> Zu erledigen: Führe den Artikel über das Halbfinal-Aus des FC Bayern gegen Real Madrid im Anschluss an seinen letzten Satz fort.

---- Textauszug

Der FC Bayern München scheitert nach großem Kampf im Halbfinale der Champions League an Real Madrid. Die spanischen Spitzenteams werden immer mehr zu einer unbezwingbaren Hürde für die Münchner. Wie oft kann sich diese Mannschaft noch aufraffen?
Mit Löwen können sie beim FC Bayern eher weniger anfangen. In dieser Hinsicht war die bildgewaltige Choreographie der Anhänger von Real Madrid ein klarer Fehlgriff: Die Siegesgöttin mit zwei gebändigten Löwen spannte sich über die Fondo Sur, die Südkurve. "Wir verteidigen den Thron" und "Wir holen uns den Ruhm" war dort zu lesen.
Nach einem aufregenden Fußballspiel muss man festhalten, dass Real Madrid tatsächlich die Chance hat, sich am 26. Mai in Kiew den dritten Champions-League-Titel in Folge unter den Nagel zu reißen. Dass der FC Bayern als Thronfolger ausfällt, ist für die Münchner, um im Bild zu bleiben, eine Tragödie.
Zum fünften Mal in Folge scheitert der deutsche Rekordmeister damit in der K.o.-Phase der Champions League (4 Mal Halbfinale, 1 Mal Viertelfinale) an einer spanischen Spitzenmannschaft. Wie schon in den vergangenen beiden Spielzeiten fehlten nur Kleinigkeiten, um eine Runde weiterzukommen.
Der FC Bayern in der Champions League wie Sisyphos
Bayerns Ehrenpräsident Franz Beckenbauer hatte im Vorfeld schon einen "Real-Komplex" ausgemacht. "Bayern wird hier ohne Komplexe auftreten", vermutete dagegen Real Madrids Trainer Zidane - und sollte Recht behalten. Die Bayern spielten von Beginn an komplexfrei nach vorne und waren das fußballerisch bessere Team.

--------
---- Bereitgestellte Daten

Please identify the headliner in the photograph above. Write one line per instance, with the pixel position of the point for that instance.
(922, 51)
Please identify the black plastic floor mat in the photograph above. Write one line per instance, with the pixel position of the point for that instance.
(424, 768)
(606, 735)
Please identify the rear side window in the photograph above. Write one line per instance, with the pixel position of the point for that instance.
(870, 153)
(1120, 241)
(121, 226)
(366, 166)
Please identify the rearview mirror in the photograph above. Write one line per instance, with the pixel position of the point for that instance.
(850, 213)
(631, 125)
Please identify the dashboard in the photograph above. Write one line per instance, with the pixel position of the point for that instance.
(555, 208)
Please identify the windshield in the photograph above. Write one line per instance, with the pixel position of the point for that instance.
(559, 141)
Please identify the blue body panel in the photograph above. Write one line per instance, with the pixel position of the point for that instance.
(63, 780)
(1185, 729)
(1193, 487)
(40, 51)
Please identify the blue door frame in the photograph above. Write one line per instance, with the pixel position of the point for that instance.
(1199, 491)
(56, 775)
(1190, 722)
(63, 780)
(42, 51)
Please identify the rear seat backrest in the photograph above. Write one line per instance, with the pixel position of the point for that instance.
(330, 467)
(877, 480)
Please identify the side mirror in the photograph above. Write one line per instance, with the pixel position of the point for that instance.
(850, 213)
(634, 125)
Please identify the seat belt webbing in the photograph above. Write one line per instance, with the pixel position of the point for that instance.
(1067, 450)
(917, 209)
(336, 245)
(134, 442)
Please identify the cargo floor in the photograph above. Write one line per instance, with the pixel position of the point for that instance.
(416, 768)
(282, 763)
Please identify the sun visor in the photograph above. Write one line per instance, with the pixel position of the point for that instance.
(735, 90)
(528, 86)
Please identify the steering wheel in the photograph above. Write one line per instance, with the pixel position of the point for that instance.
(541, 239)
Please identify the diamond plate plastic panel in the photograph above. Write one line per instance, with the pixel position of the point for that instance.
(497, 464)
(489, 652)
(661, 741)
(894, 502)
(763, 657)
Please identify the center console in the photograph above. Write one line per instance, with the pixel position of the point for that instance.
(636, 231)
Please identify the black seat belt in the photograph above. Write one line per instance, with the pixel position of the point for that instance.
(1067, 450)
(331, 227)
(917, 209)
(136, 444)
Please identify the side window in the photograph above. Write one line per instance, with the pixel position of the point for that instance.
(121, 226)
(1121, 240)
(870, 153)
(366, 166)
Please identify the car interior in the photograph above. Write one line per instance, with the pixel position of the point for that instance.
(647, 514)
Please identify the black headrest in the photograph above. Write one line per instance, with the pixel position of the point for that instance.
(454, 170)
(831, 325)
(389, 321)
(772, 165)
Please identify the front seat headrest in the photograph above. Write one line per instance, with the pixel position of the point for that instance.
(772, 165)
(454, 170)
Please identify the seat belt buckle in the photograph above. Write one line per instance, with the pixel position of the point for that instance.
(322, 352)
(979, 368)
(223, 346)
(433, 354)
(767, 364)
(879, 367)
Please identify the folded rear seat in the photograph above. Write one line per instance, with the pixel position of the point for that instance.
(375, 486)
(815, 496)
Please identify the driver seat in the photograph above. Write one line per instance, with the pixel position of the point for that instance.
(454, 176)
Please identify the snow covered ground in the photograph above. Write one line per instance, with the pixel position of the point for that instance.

--------

> Gelöste Aufgabe:
Aber die Bayern sind in dieser Geschichte in den letzten Jahren auch der Sisyphos, der zwar jedes Jahr mit größtmöglicher Anstrengung das große Ziel vor Augen hat, der es aber nicht schafft, seine Aufgabe zu vollenden.
"Wir waren überlegen, wir waren besser und wir hatten Chancen ohne Ende. Obwohl wir eine geile Mentalität an den Tag gelegt haben, sind wir letztlich ausgeschieden", sagte Mats Hummels. "Es bringt uns nichts, wenn wir einen geilen Fight geliefert haben. Wenn du am Ende den Titel holen willst, dann musst du die ganz großen Chancen eben nutzen."
Statistiken des FC Bayern: 22 Torschüsse, 19 innerhalb des Strafraums
Die Zahlen untermauern diese These: 22 Torschüsse gaben die Bayern ab, 19 davon innerhalb des Strafraums und zehn aufs Tor von Real Madrid. Auch aus elf Ecken konnten sie kein Kapital schlagen und die 26 Flanken köpfte die Real-Defensive reihenweise weg.
Es war zum Verzweifeln. Die Bayern brachten Madrid wie schon im Vorjahr nicht mit ihrer besten Elf trotz eines Rückstands aus dem Hinspiel an den Rand des Scheiterns. Die Fans im Bernabeu-Stadion ächzten und zitterten, schimpften und haderten, aber sie feierten in der Schlussphase auch jeden gewonnen Einwurf und Eckball wie ein Tor.
"Ein Spiel auf Weltklasseniveau" hatte Bayern-Trainer Jupp Heynckes gesehen, auch wenn Real Madrid nur auf Konterfußball im eigenen Stadion aus gewesen sei. "Ein großes Kompliment an meine Mannschaft. Ich habe den FC Bayern seit Jahren nicht in so einer Verfassung gesehen."
FC Bayern gegen Real Madrid: Statistiken und Daten zum Rückspiel
Statistik | Real Madrid | FC Bayern München |
Tore | 2 | 2 |
Torschüsse | 9 | 22 |
Torschüsse aufs Tor | 3 | 10 |
Schüsse vorbei | 5 | 5 |
Geblockte Schüsse | 1 | 7 |
Torschüsse innerhalb d. Strafraums | 6 | 19 |
Torschüsse außerhalb d. Strafraums | 3 | 3 |
Ecken | 6 | 11 |
Fouls | 10 | 10 |
Flanken aus dem Spiel | 6 | 26 |
Abseits | 3 | 0 |
Zweikampfquote in Prozent | 50,9 | 49,1 |
Pässe | 401 | 577 |
Passquote in Prozent | 79,6 | 85,8 |
Anteil Zuspiele in Prozent | 40,1 | 59,9 |
Mats Hummels: "Enttäuschung größer als 2017"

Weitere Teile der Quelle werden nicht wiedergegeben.